Top of PROVIDED RECORDS

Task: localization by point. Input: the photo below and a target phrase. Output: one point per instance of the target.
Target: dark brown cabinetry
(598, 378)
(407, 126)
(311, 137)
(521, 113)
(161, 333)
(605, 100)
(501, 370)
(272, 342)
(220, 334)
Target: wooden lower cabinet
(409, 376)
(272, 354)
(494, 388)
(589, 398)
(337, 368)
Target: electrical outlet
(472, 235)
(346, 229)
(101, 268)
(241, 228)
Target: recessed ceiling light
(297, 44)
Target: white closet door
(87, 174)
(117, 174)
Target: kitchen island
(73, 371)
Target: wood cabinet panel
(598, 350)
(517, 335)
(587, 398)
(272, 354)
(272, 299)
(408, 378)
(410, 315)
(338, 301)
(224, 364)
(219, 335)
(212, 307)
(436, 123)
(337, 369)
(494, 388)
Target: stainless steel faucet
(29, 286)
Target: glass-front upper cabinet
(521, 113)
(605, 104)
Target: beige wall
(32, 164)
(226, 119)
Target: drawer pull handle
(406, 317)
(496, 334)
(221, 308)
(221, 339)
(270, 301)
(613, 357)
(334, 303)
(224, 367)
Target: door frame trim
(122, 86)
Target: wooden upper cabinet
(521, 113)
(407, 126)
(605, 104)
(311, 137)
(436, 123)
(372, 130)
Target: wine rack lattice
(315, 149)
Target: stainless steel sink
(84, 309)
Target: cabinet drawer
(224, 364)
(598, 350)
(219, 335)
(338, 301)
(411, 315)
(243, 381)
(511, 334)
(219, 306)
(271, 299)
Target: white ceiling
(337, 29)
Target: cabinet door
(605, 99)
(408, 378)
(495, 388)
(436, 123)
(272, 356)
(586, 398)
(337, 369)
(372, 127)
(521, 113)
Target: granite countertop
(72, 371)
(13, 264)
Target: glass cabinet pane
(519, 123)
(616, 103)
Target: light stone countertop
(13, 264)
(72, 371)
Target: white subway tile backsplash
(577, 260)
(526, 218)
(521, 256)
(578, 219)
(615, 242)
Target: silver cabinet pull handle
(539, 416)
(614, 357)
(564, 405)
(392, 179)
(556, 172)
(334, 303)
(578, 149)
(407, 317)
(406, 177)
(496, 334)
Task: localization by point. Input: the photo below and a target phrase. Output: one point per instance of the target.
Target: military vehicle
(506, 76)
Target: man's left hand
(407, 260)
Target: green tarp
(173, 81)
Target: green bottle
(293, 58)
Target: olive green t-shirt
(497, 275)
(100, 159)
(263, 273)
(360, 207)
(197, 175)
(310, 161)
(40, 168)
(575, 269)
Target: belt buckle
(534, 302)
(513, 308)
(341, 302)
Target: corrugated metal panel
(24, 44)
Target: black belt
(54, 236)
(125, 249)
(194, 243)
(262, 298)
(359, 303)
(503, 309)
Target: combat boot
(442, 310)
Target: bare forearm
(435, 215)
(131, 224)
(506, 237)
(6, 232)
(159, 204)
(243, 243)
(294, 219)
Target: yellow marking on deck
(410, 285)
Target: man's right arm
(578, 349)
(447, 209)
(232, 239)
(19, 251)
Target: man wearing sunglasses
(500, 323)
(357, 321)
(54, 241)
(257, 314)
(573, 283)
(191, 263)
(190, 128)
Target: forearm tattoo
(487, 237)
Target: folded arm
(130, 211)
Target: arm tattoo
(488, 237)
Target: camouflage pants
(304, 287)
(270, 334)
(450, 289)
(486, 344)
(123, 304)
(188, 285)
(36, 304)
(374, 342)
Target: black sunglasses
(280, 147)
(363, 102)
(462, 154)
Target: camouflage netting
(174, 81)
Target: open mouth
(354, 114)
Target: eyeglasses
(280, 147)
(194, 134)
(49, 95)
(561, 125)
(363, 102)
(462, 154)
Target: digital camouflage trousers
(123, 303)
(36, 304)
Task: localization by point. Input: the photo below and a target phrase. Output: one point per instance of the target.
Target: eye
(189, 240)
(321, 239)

Bottom of PROVIDED RECORDS

YOUR ASSIGNMENT. Print, exactly as they appear above, the lines running from the one with "Target: man's left hand" through the final line.

COMPLETED TASK.
Target: man's left hand
(407, 260)
Target: green tarp
(173, 81)
Target: green bottle
(293, 58)
Target: olive green t-shirt
(497, 275)
(100, 159)
(263, 273)
(360, 207)
(197, 175)
(310, 161)
(40, 168)
(575, 269)
Target: belt buckle
(534, 302)
(513, 308)
(341, 302)
Target: corrugated metal panel
(24, 44)
Target: black belt
(54, 236)
(125, 249)
(194, 243)
(262, 298)
(359, 303)
(503, 309)
Target: combat boot
(442, 310)
Target: bare forearm
(435, 215)
(131, 224)
(506, 237)
(6, 232)
(159, 204)
(243, 243)
(294, 219)
Target: yellow marking on deck
(410, 285)
Target: man's right arm
(578, 349)
(447, 209)
(232, 239)
(19, 251)
Target: man wearing sunglasses
(500, 323)
(357, 321)
(54, 241)
(257, 314)
(573, 283)
(191, 263)
(190, 128)
Target: forearm tattoo
(487, 237)
Target: folded arm
(130, 211)
Target: arm tattoo
(488, 237)
Target: camouflage pants
(304, 287)
(270, 334)
(450, 289)
(486, 344)
(123, 304)
(188, 285)
(36, 304)
(374, 342)
Target: black sunglasses
(280, 147)
(363, 102)
(462, 154)
Target: camouflage netting
(174, 81)
Target: open mouth
(354, 114)
Target: eyeglasses
(280, 147)
(194, 134)
(49, 95)
(561, 125)
(363, 102)
(462, 154)
Target: digital camouflage trousers
(123, 303)
(36, 304)
Task: localization by point. Input: the photo below and a target phrase. Output: one point per instance of the target.
Target: eye
(189, 240)
(321, 239)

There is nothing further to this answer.